Problem statement: Using the listing below, report all lines holding the word "wheelchair".

Input material:
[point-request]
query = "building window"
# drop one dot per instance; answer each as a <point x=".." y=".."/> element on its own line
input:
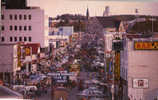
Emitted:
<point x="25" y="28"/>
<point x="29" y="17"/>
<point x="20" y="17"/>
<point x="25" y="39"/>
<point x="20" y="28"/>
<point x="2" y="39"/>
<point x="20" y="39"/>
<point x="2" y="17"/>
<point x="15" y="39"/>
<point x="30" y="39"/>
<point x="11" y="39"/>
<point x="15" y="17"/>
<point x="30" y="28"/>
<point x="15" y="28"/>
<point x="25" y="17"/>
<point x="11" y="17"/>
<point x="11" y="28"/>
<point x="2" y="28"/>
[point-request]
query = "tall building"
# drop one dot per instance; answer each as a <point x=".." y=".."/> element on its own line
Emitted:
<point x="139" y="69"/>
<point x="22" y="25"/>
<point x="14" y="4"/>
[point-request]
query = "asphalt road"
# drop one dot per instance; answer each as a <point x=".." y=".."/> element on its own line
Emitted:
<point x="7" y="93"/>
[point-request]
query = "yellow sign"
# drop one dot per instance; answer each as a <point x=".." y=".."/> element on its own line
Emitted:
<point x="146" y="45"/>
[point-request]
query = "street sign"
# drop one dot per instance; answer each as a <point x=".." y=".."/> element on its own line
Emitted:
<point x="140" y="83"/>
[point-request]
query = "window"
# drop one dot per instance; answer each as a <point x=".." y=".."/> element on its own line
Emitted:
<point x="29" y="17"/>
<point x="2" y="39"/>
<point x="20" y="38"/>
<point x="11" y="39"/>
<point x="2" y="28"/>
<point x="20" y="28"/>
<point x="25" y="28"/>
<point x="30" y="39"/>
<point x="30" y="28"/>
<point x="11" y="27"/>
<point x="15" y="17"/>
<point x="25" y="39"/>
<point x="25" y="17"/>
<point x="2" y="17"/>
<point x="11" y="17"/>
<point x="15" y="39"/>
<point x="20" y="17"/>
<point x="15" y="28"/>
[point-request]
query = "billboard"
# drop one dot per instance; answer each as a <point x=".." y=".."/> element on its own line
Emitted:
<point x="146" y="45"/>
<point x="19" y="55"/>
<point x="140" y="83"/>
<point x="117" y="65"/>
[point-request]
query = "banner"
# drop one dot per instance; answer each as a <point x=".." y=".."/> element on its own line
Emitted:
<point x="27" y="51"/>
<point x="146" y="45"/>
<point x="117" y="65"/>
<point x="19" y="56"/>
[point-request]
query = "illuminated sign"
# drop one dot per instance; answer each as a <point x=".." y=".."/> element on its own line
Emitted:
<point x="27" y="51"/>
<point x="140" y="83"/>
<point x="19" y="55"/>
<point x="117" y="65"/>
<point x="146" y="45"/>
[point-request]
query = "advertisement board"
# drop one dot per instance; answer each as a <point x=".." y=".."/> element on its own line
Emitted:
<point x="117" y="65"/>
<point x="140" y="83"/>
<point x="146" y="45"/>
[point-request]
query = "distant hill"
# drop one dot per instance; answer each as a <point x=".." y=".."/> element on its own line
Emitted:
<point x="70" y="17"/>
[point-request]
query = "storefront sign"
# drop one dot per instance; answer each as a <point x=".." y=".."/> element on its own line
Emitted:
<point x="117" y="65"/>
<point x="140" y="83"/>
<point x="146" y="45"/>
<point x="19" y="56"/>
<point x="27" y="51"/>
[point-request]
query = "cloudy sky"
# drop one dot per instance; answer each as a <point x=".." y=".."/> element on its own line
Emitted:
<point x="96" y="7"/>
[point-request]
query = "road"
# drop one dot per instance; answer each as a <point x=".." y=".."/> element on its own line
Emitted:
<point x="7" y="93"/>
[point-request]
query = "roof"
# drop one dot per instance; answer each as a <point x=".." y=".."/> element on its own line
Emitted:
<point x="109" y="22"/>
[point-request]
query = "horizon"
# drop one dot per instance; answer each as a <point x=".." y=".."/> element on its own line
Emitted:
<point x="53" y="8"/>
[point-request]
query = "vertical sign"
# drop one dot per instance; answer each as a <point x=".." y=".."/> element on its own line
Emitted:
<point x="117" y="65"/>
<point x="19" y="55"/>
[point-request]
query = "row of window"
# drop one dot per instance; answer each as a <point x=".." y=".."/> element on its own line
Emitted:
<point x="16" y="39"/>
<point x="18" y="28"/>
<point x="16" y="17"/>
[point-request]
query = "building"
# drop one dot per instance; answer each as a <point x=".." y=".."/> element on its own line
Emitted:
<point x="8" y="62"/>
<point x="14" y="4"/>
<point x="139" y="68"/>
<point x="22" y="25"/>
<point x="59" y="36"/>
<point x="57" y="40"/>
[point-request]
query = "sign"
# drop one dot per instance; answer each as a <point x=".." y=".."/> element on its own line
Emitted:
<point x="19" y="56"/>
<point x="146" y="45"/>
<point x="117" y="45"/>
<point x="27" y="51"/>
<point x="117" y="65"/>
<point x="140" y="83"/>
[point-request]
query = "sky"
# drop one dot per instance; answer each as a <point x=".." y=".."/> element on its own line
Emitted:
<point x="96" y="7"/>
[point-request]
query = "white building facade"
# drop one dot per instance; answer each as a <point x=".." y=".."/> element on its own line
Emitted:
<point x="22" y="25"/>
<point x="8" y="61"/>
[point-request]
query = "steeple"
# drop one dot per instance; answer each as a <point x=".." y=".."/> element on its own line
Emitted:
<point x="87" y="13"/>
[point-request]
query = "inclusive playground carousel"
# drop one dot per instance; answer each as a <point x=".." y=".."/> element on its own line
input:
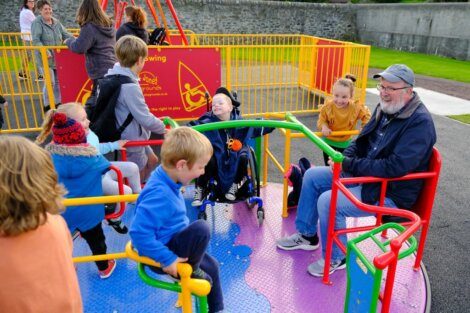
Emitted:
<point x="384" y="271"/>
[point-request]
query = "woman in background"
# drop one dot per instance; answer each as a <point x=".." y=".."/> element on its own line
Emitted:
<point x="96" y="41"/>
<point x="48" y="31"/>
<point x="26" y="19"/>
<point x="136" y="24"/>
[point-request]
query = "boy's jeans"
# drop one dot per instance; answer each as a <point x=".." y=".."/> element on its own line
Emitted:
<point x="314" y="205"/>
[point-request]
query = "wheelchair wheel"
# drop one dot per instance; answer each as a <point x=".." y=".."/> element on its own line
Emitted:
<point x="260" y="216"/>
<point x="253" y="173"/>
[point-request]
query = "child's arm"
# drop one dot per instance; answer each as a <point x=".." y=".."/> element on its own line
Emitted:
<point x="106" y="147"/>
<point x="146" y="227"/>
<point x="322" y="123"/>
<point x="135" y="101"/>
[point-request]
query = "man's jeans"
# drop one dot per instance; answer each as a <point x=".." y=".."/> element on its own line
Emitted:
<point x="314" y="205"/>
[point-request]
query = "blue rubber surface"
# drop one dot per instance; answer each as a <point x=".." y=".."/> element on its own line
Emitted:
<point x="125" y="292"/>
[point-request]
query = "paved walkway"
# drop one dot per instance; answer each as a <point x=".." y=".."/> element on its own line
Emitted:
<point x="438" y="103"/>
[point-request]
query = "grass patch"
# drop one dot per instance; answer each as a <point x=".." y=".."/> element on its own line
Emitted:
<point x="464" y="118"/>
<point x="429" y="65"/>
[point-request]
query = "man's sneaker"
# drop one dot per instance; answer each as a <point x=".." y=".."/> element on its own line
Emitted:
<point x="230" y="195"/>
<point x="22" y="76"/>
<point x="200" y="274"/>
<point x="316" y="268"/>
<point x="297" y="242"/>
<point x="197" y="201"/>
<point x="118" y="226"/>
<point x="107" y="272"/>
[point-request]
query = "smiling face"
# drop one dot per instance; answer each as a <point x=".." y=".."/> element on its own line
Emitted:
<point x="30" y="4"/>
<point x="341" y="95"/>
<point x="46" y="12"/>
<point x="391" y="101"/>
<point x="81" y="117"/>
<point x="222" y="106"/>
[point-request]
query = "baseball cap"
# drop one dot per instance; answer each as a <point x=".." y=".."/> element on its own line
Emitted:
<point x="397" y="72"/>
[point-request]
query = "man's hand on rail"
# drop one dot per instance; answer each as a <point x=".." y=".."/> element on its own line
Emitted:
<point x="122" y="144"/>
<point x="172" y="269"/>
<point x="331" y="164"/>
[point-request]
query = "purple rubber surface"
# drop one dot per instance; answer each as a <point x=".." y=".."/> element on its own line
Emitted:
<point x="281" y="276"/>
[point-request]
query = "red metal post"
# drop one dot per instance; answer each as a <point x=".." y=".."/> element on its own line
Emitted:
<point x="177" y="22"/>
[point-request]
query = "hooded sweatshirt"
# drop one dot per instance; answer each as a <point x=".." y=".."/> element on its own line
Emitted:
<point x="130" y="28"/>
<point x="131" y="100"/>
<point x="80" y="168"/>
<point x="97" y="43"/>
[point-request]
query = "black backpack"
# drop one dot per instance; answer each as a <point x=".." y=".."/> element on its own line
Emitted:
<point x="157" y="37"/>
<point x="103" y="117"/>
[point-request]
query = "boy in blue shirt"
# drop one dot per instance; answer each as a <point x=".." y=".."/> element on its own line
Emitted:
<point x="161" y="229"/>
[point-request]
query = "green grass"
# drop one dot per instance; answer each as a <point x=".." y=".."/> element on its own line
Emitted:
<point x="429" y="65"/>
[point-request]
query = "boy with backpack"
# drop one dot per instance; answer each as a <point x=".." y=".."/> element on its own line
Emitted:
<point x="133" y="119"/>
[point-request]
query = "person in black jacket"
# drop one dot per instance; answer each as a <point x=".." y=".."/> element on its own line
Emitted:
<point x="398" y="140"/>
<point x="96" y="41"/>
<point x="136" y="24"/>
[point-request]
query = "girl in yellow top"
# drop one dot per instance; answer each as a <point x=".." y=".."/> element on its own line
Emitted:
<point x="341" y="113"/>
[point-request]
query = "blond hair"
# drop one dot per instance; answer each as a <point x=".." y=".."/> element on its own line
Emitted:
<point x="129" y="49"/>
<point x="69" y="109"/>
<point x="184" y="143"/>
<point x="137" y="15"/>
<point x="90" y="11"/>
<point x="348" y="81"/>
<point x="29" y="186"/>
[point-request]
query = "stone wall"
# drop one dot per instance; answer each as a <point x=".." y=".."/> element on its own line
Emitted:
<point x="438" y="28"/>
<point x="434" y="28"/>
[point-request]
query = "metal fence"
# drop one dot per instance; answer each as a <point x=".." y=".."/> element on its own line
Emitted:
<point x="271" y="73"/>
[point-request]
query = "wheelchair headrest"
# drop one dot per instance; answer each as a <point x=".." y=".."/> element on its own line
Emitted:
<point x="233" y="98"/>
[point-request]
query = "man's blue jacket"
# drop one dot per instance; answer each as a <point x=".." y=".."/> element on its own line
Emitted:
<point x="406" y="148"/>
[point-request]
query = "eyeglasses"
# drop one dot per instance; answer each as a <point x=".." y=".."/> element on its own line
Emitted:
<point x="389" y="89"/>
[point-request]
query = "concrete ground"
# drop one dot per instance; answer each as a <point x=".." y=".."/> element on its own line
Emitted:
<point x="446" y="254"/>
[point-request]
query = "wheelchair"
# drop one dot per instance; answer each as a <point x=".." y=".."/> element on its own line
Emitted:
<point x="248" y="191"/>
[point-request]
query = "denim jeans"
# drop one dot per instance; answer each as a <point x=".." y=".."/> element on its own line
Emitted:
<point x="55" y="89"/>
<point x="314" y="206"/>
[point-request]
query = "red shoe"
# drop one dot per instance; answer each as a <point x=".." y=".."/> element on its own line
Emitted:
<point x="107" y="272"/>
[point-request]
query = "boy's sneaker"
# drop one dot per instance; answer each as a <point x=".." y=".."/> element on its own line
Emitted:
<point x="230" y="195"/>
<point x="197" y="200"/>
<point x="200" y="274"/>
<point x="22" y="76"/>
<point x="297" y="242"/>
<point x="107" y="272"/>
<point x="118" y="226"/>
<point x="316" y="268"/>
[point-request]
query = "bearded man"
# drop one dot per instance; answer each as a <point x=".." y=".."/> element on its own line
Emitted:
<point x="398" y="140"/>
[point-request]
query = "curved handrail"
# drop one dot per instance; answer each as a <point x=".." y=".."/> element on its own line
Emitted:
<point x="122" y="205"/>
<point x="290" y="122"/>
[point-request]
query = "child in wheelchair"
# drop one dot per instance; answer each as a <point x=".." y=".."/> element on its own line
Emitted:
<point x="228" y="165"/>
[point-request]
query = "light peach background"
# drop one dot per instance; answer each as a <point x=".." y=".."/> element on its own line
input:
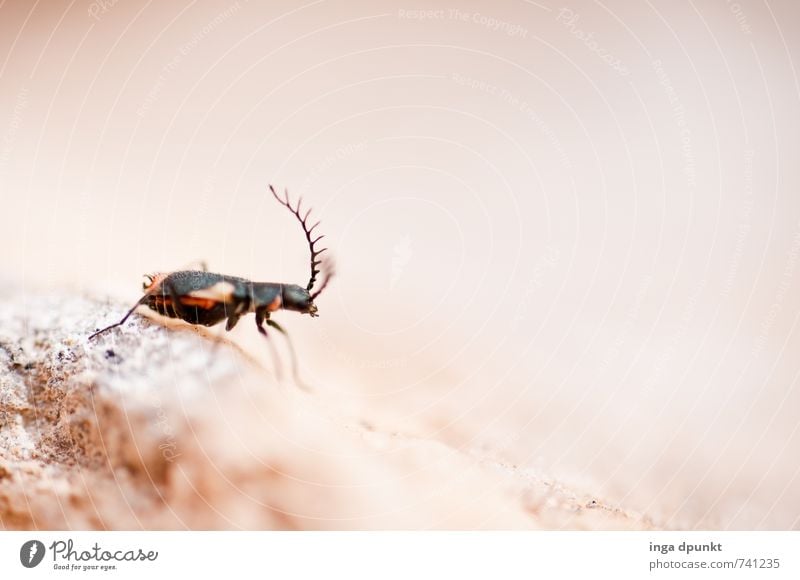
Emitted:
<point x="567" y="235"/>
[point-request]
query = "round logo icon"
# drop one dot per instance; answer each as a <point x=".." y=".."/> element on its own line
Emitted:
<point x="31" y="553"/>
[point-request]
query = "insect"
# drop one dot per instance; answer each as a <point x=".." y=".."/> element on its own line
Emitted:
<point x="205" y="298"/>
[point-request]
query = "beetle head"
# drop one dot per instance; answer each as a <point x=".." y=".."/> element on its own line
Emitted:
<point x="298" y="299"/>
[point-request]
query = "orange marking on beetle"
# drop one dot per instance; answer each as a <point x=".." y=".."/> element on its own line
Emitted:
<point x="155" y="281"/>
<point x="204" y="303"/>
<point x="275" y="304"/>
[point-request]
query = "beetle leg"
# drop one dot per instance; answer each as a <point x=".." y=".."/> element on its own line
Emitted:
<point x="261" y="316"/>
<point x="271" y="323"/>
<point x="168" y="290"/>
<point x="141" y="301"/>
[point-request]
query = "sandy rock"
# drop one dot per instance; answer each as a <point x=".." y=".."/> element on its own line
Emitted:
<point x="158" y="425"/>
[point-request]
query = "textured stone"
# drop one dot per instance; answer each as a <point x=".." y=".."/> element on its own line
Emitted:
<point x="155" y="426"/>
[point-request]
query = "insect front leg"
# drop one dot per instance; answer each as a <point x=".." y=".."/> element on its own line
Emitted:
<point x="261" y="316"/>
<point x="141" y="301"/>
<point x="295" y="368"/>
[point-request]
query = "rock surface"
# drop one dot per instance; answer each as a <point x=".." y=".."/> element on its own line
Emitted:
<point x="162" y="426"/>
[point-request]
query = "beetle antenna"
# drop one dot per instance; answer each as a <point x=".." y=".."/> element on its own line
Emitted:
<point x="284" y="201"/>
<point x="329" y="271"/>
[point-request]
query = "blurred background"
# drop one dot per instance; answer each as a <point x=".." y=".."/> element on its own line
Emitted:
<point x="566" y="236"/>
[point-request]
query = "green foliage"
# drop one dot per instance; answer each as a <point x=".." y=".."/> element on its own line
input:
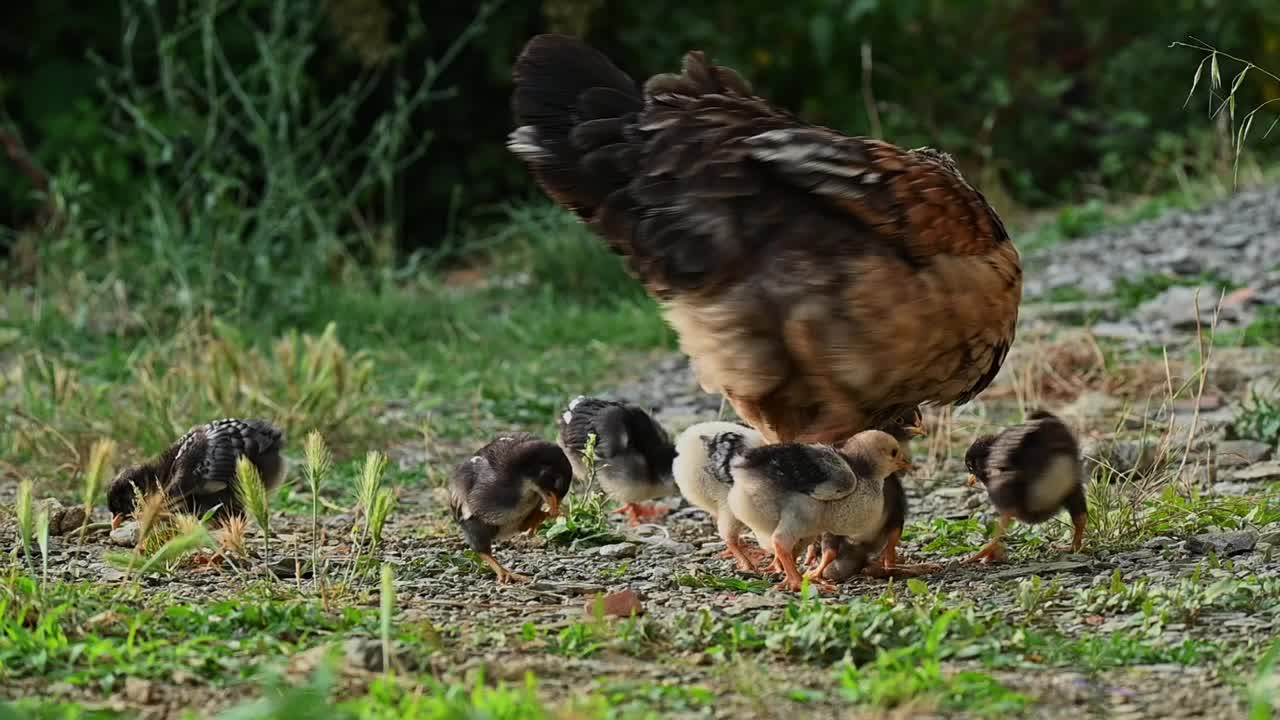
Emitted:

Final answer:
query = "wheelchair wheel"
query = "wheelchair headrest"
query = "wheelchair"
query = "child in wheelchair"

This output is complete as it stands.